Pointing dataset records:
○ ○ ○ ○ ○

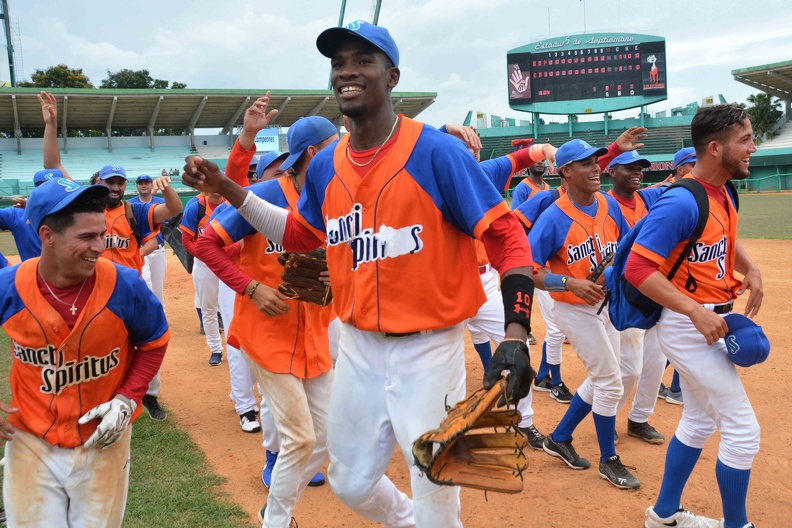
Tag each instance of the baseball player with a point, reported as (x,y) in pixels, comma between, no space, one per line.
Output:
(87,338)
(155,263)
(574,234)
(13,219)
(289,351)
(691,327)
(195,219)
(640,359)
(397,203)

○ ○ ○ ○ ○

To do
The pictures in the entries should be left out; output everything else exactly.

The output
Tag each instance of the baseball player with a point, reported as (x,y) in pixels, comma between, no space, one per line.
Output:
(87,338)
(155,263)
(574,234)
(13,219)
(289,351)
(691,327)
(195,219)
(640,359)
(397,203)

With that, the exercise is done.